◆ **Complete the following**
A: Answer these questions using the passage on dream recall in narcolepsy:
(i) In about what percentage of MSLT naps does SOREM sleep occur in NT1 patients?
(ii) How many patients were first considered for the study?
(iii) From how many cortical derivations was the EEG acquired?
B: In the passage on dream recall in narcolepsy, rewrite the part between "Patients’ sample selection" and "written informed consent.", inclusive, and swap "Local Ethical Committee" for "Institutional Review Board".

◆ **Given passage**

..............................

The peculiar within‐cycle sequence of sleep stages in NT1 patients at sleep onset (given the occurrence of SOREM sleep in about 70% of MSLT naps) affords a unique opportunity to investigate the relationships between sleep neurophysiology and dreaming without two major confounding factors. Indeed, the initial sleep stage (REM or NREM) usually persists during MSLT naps (given their limited duration, 15 min from sleep onset); thus, SOREM sleep is not influenced by previous NREM sleep, differently from naps obtained through serial awakenings. Moreover, the fixed length of the interval between trials (2 h, corresponding to the duration of a trial plus a potential 90‐min sleep cycle) maintains the sleep pressure constant over MSLT trials (from 9
Here, we report the findings of a MSLT study on narcoleptic patients in which the predictive power of electroencephalographic (EEG) oscillations for dream recall was assessed by comparing within‐subjects couples of naps with only either REM or NREM sleep followed by successful and unsuccessful dream recall, providing an EEG substratum of the peculiar dream experience in this clinical population, as reported by previous qualitative researches
Two‐hundred twenty‐eight patients (aged 18–60 years) with a suspected central disorder of hypersomnolence were preliminarily considered for the study at the Outpatients Clinic for Narcolepsy of the Department of Biomedical and Neuromotor Sciences (DIBINEM) of the University of Bologna (years 2016–17). During a 3‐days hospitalization they underwent a careful and extensive clinical evaluation made by a physician expert in sleep medicine with systematic assessment of sleep symptoms and habits (including the Italian version of the Epworth Sleepiness Scale – ESS). These examinations were performed in drug‐free condition (all patients being drug‐naive or after drug discontinuation for at least 3 weeks). Diagnostic workout included a 48‐hours continuous polysomnographic (PSG) recording followed by the MSLT with five nap opportunities in the third day. Patients with sleep‐disordered breathing (apnea‐hypopnea index, AHI, >5) were excluded from this study. The diagnosis of NT1 was confirmed by low/absent CSF hypocretin‐1. According to the aims of the study, among the 115 patients with final diagnosis of NT1 only the EEG data of those (n = 43, 25 males and 18 females; mean age: 35 ± 14.2 years) showing combinations of one or more naps with (REC) and without dream recall (NREC) in MSLT trials composed exclusively of only REM or NREM sleep during the MSLT routine were considered (Fig. ).
Patients’ sample selection procedure. Number of patients passing each step of the selection flow leading to the final data sample involved in the REM and NREM sleep analyses.
The study protocol was approved by the Local Ethical Committee (#17009), and all subjects signed a written informed consent.
The PSG recording included the acquisition of the EEG from 19 cortical derivations (C3, C4, Cz, F3, F4, F7, F8, Fp1, Fp2, Fz, O1, O2, P3, P4, Pz, T3, T4, T5, T6) and from bilateral mastoids (A1 and A2) of the international system 10–20 (notch filter: 50 Hz), the electro‐oculogram (EOG), submental and bilateral anterior tibialis electromyogram (EMG), and electrocardiogram (ECG). The EEG signals were referenced off‐line to the averaged mastoids and digitally high‐pass filtered with a time constant of 0.3 sec and low‐pass filtered at 30 Hz.

..............................

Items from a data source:
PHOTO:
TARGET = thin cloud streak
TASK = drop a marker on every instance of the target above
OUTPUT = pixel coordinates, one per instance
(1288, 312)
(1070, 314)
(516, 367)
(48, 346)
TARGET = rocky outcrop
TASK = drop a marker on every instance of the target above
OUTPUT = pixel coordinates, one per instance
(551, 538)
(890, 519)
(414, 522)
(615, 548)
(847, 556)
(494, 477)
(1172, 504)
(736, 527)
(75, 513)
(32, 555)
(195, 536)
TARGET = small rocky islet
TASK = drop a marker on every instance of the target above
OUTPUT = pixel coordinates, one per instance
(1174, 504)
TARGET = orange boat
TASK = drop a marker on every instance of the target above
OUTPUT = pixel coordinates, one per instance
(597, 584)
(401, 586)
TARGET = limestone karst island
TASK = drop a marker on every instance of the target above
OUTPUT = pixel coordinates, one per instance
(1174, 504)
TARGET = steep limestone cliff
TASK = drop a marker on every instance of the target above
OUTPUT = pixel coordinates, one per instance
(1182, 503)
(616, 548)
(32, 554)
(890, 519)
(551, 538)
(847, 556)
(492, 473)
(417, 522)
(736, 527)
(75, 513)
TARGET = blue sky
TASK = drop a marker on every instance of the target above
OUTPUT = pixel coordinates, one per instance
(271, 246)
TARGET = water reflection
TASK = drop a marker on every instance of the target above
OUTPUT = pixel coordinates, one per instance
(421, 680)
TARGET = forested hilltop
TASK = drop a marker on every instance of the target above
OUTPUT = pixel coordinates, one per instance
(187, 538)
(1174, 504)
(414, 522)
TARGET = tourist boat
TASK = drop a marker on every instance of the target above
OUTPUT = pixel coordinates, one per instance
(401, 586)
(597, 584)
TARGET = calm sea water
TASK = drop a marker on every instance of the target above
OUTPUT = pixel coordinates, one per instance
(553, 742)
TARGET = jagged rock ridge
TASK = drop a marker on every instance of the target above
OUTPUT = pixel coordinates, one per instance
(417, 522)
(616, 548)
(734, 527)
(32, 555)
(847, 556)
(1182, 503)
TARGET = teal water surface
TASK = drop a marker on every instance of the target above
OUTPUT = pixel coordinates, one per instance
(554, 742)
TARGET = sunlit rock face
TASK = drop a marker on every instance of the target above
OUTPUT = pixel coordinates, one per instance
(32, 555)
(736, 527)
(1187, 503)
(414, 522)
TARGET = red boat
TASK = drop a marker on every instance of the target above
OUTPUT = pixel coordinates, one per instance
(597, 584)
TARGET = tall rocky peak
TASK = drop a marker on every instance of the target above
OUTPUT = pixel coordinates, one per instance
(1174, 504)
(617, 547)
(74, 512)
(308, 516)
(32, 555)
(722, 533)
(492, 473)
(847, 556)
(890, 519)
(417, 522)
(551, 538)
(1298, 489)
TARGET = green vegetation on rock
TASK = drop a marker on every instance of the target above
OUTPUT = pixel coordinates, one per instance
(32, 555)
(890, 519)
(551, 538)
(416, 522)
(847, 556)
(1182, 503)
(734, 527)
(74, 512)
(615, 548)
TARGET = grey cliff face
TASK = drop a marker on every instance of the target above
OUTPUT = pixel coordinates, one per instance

..............................

◆ **Answers to the exercises**
A:
(i) About 70%
(ii) Two hundred twenty-eight
(iii) 19

B:
Patients’ sample selection procedure. Number of patients passing each step of the selection flow leading to the final data sample involved in the REM and NREM sleep analyses.
The study protocol was approved by the Institutional Review Board (#17009), and all subjects signed a written informed consent.